→ Data supplied

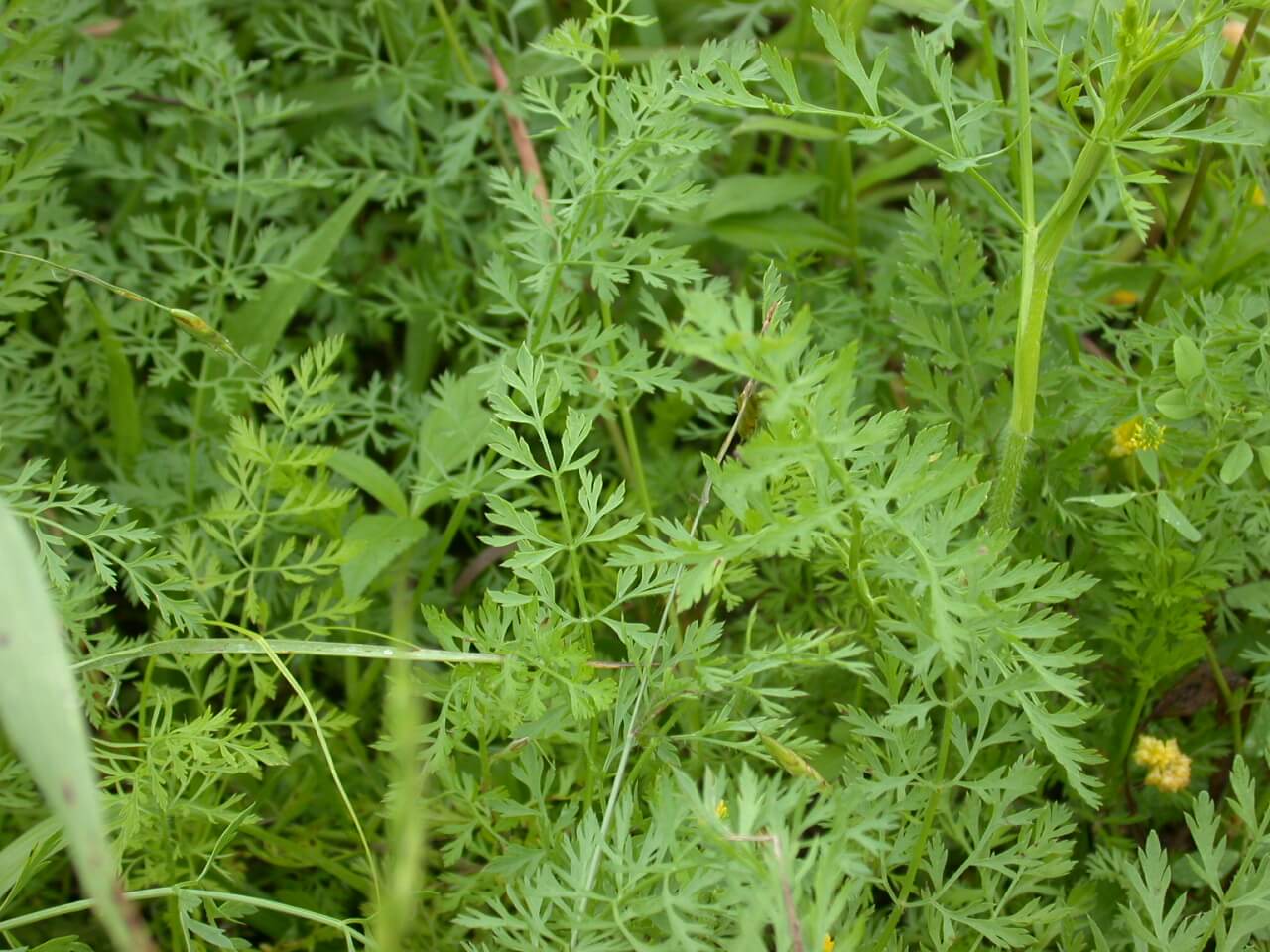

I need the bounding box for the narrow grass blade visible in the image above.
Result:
[226,178,380,361]
[0,509,154,952]
[83,291,142,473]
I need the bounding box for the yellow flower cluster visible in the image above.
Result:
[1133,734,1190,793]
[1110,416,1165,458]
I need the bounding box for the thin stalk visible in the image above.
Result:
[1115,683,1149,774]
[569,302,779,948]
[874,667,960,952]
[599,300,654,523]
[373,574,427,949]
[414,498,470,606]
[1138,10,1265,318]
[432,0,477,86]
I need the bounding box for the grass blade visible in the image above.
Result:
[0,509,154,952]
[226,178,380,361]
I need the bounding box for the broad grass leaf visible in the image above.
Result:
[326,449,410,518]
[0,509,153,952]
[226,177,380,358]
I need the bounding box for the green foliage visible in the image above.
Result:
[0,0,1270,952]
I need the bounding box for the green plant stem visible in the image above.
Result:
[599,300,654,522]
[414,496,470,606]
[432,0,477,86]
[874,667,960,952]
[988,0,1123,532]
[1204,639,1243,756]
[1138,10,1265,320]
[1115,683,1151,774]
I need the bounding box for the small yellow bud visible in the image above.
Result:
[1107,416,1166,459]
[1221,20,1248,46]
[1133,734,1190,793]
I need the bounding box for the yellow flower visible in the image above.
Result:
[1221,20,1248,46]
[1110,416,1165,459]
[1133,734,1190,793]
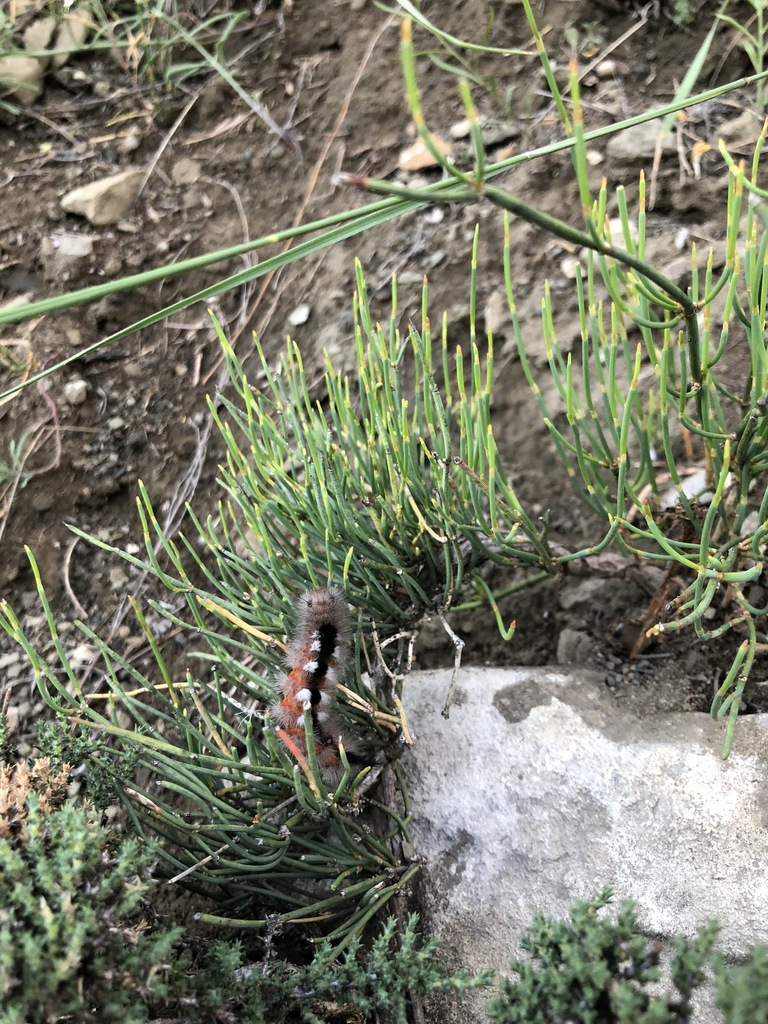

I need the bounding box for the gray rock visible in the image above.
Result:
[40,231,94,281]
[403,669,768,1024]
[61,170,144,224]
[0,53,45,106]
[63,377,88,406]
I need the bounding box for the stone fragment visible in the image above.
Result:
[40,231,93,281]
[61,170,144,225]
[402,668,768,1024]
[63,377,88,406]
[288,302,312,327]
[0,53,44,106]
[53,4,93,68]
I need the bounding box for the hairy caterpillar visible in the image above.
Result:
[272,587,351,784]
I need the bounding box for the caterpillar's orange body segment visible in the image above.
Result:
[273,587,350,782]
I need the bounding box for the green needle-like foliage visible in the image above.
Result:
[348,12,768,756]
[488,889,718,1024]
[0,767,188,1024]
[0,258,555,950]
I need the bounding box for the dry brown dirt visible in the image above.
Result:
[0,0,762,744]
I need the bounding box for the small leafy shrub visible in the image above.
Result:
[488,889,720,1024]
[196,914,493,1024]
[0,759,185,1024]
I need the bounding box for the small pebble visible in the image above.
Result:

→ Description of the task
Express the records from the line with "I need the bounding box for the stone" to the line with "[0,258,555,950]" as a two-column CSV headed text and answer, with one row per record. Put each value in a single quoted field and replace line breaks with spaces.

→ Reply
text,answer
"I need the bounding box for the stone fragment visible in the image above. Result:","[40,231,93,281] [61,170,144,225] [402,668,768,1024] [63,377,88,406] [288,302,312,327] [0,53,44,106] [53,4,93,68]"
"I need the bounding box for the hairy caterpillar visible in the image above. Result:","[272,587,351,784]"
"I need the bounding box for the caterpillar's orange body segment visible in the image above. Result:","[273,587,350,782]"
"I need the bounding box for the green needle-like foliage visible in the image above. Result:","[348,12,768,756] [488,889,718,1024] [0,767,188,1024] [0,258,555,950]"